> _Goal of the exercise_
Each line of the data below either holds "traffic" or does not. Report how many do, and only that.

- - - -

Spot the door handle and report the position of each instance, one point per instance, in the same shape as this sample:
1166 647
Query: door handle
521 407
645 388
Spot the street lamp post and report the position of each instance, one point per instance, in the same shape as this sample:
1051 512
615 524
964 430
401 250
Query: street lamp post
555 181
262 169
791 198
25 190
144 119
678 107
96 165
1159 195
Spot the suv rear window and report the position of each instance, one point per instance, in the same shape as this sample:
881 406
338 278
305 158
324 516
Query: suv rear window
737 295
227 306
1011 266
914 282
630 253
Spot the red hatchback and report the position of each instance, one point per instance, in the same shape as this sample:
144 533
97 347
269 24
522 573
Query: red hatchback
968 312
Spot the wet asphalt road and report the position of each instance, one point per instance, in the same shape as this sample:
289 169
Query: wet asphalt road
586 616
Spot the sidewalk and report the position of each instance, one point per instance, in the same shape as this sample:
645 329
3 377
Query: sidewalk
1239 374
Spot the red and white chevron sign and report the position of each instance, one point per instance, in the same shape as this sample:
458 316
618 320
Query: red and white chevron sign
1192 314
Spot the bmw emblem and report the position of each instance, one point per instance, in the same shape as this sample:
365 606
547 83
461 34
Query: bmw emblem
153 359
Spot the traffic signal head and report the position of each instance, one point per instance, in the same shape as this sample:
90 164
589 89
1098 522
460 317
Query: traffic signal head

- - - -

> _Expected answer_
2